• [Stated exercise]
Retype, word for word, the part of the entries below that opens with the line containing "Look at the photograph above. For each instance of the diamond" and closes with the line containing "x=447, y=240", including both of those lines.

• [Input records]
□ □ □ □ □ □ □

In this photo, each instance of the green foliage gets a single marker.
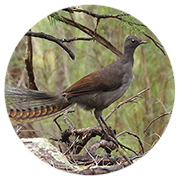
(54, 70)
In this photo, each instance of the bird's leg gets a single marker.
(107, 127)
(111, 136)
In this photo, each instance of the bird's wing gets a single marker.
(102, 80)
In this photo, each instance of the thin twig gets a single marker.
(99, 16)
(43, 36)
(126, 101)
(135, 135)
(6, 22)
(160, 116)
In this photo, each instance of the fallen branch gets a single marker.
(135, 135)
(160, 116)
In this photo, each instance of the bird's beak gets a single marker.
(142, 42)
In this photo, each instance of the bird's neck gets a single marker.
(128, 56)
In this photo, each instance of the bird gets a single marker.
(96, 91)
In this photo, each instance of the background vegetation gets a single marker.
(54, 70)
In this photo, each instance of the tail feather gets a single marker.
(28, 105)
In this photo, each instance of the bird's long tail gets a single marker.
(20, 105)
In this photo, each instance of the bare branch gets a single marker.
(93, 34)
(43, 36)
(160, 116)
(135, 135)
(71, 10)
(126, 101)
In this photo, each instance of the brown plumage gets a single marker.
(95, 91)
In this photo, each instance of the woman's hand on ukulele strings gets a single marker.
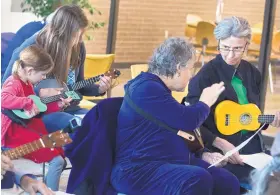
(33, 111)
(104, 84)
(276, 121)
(64, 103)
(212, 158)
(47, 92)
(210, 94)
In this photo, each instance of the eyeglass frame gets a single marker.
(241, 52)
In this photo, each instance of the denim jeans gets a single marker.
(56, 166)
(59, 120)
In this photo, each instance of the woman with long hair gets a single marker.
(62, 39)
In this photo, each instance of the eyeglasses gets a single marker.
(236, 50)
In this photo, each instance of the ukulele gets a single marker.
(53, 83)
(53, 140)
(231, 117)
(68, 91)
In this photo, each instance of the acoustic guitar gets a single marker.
(53, 140)
(68, 91)
(231, 117)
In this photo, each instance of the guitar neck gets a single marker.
(24, 149)
(50, 99)
(85, 83)
(266, 119)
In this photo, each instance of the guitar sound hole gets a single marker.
(245, 119)
(227, 120)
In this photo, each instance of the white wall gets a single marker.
(11, 19)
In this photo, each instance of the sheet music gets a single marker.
(236, 149)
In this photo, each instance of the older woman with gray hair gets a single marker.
(242, 82)
(151, 159)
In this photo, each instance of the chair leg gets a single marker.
(270, 78)
(44, 171)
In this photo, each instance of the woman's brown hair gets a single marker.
(57, 36)
(35, 57)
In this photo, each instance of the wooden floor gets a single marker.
(272, 99)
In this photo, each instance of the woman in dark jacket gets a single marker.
(242, 82)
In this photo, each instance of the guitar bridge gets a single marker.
(227, 120)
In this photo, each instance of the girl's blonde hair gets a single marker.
(56, 37)
(35, 57)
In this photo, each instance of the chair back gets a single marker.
(5, 38)
(96, 64)
(191, 24)
(136, 69)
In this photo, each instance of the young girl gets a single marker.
(31, 68)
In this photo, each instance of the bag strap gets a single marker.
(148, 116)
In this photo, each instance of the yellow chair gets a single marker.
(138, 68)
(96, 64)
(276, 43)
(257, 32)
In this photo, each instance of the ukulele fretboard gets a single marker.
(23, 149)
(266, 119)
(85, 83)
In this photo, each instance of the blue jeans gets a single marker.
(59, 120)
(155, 177)
(52, 178)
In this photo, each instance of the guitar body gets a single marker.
(41, 106)
(231, 117)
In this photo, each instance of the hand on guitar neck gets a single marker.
(276, 121)
(210, 94)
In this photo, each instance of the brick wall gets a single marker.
(142, 23)
(252, 10)
(99, 42)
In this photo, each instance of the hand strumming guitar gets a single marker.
(276, 122)
(47, 92)
(211, 158)
(6, 165)
(104, 84)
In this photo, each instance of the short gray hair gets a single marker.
(172, 52)
(233, 26)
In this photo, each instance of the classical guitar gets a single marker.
(53, 140)
(231, 117)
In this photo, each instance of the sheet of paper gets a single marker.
(236, 149)
(258, 160)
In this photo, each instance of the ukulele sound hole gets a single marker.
(245, 119)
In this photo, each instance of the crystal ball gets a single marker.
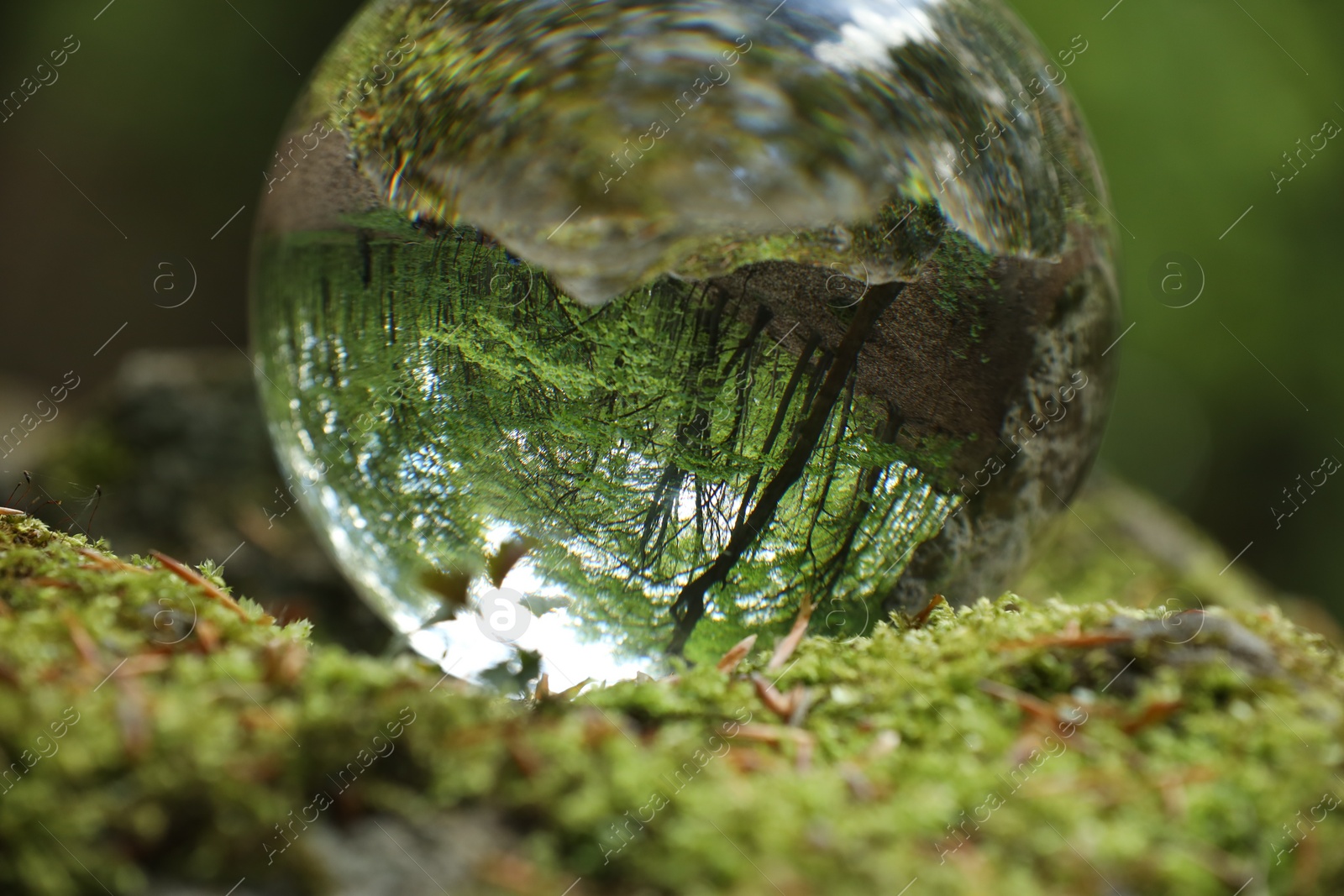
(593, 335)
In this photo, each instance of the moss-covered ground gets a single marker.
(154, 730)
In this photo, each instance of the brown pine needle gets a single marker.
(1034, 707)
(1092, 640)
(790, 641)
(736, 654)
(187, 574)
(1152, 715)
(927, 611)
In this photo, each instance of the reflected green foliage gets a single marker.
(654, 453)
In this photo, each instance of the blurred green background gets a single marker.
(161, 123)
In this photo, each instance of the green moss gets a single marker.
(199, 728)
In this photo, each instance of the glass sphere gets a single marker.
(612, 332)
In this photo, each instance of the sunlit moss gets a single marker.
(1180, 773)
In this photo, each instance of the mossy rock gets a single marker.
(161, 739)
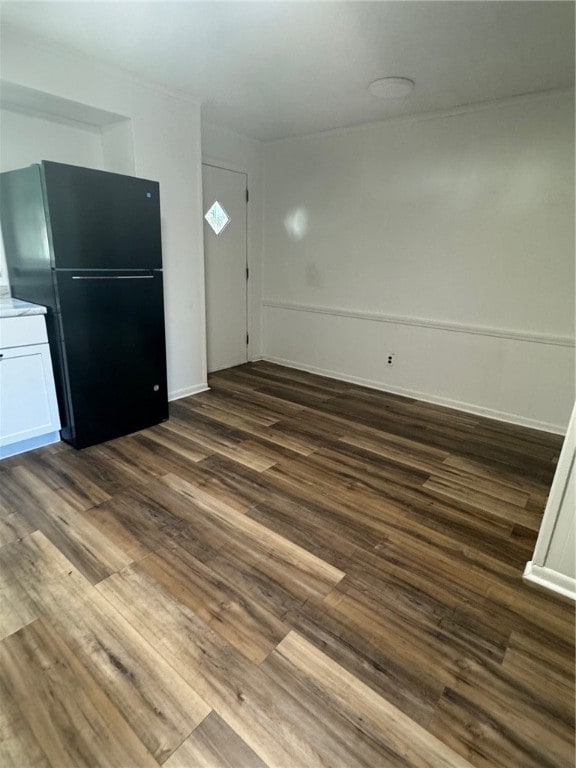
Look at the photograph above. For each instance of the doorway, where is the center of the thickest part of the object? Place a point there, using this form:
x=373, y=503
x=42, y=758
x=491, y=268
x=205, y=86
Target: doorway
x=225, y=263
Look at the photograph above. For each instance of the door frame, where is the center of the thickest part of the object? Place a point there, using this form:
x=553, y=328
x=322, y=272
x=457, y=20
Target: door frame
x=224, y=165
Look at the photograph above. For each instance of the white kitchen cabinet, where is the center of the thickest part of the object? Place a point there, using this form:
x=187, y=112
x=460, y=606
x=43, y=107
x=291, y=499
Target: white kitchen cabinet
x=28, y=407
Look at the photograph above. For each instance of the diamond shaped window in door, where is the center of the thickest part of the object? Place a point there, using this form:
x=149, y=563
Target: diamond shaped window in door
x=217, y=217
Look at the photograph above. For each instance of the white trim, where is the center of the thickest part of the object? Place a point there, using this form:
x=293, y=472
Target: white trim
x=178, y=394
x=419, y=117
x=440, y=325
x=490, y=413
x=549, y=579
x=548, y=527
x=13, y=449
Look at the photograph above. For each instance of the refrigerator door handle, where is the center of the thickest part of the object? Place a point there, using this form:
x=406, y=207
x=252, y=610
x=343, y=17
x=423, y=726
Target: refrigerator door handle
x=112, y=277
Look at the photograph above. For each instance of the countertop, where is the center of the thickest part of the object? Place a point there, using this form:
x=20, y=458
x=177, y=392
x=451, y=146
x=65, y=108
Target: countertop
x=10, y=307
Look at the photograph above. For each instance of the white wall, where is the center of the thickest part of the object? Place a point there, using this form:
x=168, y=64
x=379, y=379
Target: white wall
x=165, y=136
x=227, y=149
x=26, y=139
x=447, y=240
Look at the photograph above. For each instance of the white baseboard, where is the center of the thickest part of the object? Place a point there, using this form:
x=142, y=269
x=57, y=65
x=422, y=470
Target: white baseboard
x=178, y=394
x=477, y=410
x=551, y=580
x=30, y=444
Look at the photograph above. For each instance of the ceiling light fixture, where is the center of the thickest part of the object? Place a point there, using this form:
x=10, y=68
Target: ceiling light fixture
x=391, y=87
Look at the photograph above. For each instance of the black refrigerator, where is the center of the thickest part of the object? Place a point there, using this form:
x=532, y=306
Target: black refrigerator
x=86, y=244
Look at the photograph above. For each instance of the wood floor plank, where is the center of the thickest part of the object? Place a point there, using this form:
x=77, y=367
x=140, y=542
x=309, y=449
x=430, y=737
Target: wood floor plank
x=314, y=576
x=18, y=745
x=16, y=608
x=290, y=571
x=68, y=712
x=371, y=714
x=243, y=622
x=496, y=728
x=69, y=530
x=213, y=744
x=156, y=702
x=14, y=527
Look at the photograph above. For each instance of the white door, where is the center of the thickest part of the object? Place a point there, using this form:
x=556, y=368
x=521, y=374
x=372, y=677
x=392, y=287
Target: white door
x=225, y=266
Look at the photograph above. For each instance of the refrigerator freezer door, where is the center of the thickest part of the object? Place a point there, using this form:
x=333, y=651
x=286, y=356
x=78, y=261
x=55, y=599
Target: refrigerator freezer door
x=101, y=220
x=115, y=353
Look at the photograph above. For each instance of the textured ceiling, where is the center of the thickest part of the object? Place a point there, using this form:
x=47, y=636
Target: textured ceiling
x=276, y=69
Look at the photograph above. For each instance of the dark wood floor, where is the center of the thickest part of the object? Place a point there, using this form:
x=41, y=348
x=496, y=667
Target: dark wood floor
x=291, y=571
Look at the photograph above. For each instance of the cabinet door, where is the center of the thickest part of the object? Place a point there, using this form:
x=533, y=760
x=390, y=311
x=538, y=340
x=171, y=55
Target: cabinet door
x=27, y=398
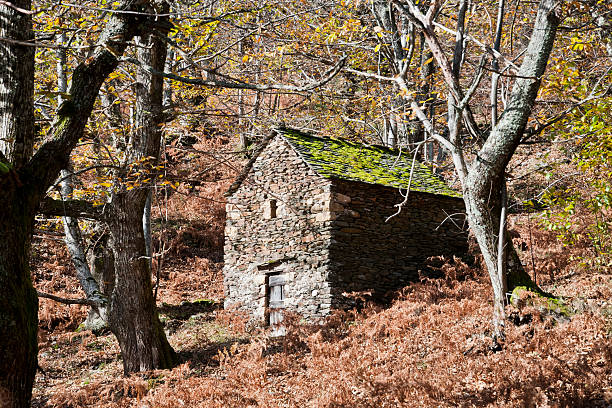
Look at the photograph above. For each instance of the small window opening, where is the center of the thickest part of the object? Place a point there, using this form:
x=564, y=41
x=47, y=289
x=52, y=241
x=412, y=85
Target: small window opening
x=276, y=302
x=273, y=208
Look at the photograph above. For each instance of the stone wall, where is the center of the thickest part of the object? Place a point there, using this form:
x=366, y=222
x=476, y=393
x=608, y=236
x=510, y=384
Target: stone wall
x=326, y=236
x=370, y=253
x=272, y=226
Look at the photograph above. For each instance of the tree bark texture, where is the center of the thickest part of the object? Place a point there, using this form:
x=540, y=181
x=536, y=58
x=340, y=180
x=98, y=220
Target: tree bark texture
x=482, y=189
x=16, y=84
x=24, y=179
x=143, y=343
x=18, y=300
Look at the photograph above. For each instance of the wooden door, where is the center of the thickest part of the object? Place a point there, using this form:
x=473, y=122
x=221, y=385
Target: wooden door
x=276, y=303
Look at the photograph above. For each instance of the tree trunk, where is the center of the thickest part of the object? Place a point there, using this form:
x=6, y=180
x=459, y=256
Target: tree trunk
x=141, y=336
x=16, y=85
x=133, y=315
x=18, y=300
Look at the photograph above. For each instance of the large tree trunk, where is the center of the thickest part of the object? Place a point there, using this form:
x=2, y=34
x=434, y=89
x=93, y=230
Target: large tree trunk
x=16, y=84
x=141, y=337
x=18, y=300
x=133, y=315
x=25, y=179
x=483, y=186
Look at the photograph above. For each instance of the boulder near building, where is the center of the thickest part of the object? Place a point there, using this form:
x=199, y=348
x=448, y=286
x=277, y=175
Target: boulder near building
x=308, y=220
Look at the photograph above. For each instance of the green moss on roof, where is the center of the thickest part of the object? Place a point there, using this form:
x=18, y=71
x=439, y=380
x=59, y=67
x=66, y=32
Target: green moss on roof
x=335, y=158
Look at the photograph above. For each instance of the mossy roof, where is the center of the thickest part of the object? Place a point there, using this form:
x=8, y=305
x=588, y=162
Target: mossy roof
x=335, y=158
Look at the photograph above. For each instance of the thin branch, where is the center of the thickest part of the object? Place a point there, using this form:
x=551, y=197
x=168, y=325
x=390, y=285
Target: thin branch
x=237, y=84
x=68, y=301
x=71, y=208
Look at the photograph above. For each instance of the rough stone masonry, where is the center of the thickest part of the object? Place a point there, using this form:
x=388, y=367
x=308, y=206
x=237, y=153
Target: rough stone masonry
x=311, y=214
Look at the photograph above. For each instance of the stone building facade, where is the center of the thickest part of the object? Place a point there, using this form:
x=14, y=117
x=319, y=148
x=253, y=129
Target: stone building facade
x=308, y=220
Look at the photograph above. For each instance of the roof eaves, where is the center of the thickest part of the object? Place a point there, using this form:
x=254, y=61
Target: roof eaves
x=247, y=168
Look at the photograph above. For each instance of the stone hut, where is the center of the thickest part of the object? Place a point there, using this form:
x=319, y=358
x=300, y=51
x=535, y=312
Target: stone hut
x=308, y=221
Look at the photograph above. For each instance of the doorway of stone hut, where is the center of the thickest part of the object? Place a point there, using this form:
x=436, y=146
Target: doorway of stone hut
x=275, y=302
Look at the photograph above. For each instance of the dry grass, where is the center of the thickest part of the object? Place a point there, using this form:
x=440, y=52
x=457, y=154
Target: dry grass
x=431, y=347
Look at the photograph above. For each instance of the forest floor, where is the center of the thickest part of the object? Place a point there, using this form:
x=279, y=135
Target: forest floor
x=431, y=347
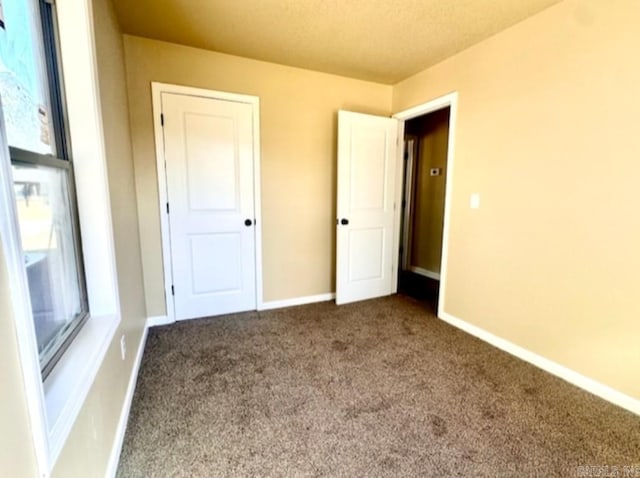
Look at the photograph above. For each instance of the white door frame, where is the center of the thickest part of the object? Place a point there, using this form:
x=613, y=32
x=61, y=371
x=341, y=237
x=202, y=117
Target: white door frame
x=450, y=100
x=156, y=91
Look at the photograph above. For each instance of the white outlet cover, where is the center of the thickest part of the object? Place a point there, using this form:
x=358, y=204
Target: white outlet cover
x=123, y=347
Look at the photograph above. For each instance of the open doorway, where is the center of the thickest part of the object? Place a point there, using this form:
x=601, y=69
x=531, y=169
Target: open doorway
x=426, y=148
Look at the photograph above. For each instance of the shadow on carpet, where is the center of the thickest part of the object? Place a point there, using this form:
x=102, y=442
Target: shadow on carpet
x=377, y=388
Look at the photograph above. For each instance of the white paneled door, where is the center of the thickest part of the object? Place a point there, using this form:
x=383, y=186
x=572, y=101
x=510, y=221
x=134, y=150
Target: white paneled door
x=366, y=188
x=208, y=146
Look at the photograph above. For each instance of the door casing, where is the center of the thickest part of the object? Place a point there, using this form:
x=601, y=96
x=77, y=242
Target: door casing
x=449, y=100
x=157, y=89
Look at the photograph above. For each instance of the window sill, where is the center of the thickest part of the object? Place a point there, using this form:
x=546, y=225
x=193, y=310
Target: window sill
x=68, y=384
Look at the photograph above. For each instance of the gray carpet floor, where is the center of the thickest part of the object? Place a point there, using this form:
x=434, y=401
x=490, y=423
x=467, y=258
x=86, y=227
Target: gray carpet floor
x=378, y=388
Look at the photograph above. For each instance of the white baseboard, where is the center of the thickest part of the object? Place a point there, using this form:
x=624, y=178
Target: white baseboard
x=309, y=299
x=159, y=320
x=599, y=389
x=425, y=272
x=114, y=457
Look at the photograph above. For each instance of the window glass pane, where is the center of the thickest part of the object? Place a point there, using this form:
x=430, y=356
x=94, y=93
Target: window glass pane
x=23, y=79
x=46, y=231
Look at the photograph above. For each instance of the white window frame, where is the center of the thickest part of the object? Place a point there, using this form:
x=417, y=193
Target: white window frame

□ □ □ □ □ □ □

• [Solution]
Look at the photograph above. For each instance of the diamond shaped window in door, where is the center of the thickest part of the object? Place a point there, using this form:
x=149, y=563
Target: diamond shaped window in door
x=217, y=217
Look at the photograph above. For each instance of the white trim, where is the center of the thickest part of the object? Place a point there, using this form:
x=293, y=472
Target: white trim
x=178, y=394
x=419, y=117
x=440, y=325
x=490, y=413
x=549, y=579
x=548, y=527
x=13, y=449
Look at the photograph above. For each instance of the refrigerator door handle, where is the center of the thickest part of the object? Place a point there, using this form:
x=406, y=207
x=252, y=610
x=343, y=17
x=423, y=726
Target: refrigerator door handle
x=112, y=277
Look at the photograph above. For each instance of the countertop, where is the center of the thickest part of the object? Place a point there, using this form:
x=20, y=458
x=177, y=392
x=451, y=146
x=65, y=108
Target: countertop
x=10, y=307
Look at the photograph above. For each instance of the white wall, where is the center of the thickest part of the object? Place a point there, using this form:
x=168, y=64
x=379, y=379
Target: white wall
x=165, y=136
x=227, y=149
x=26, y=139
x=447, y=240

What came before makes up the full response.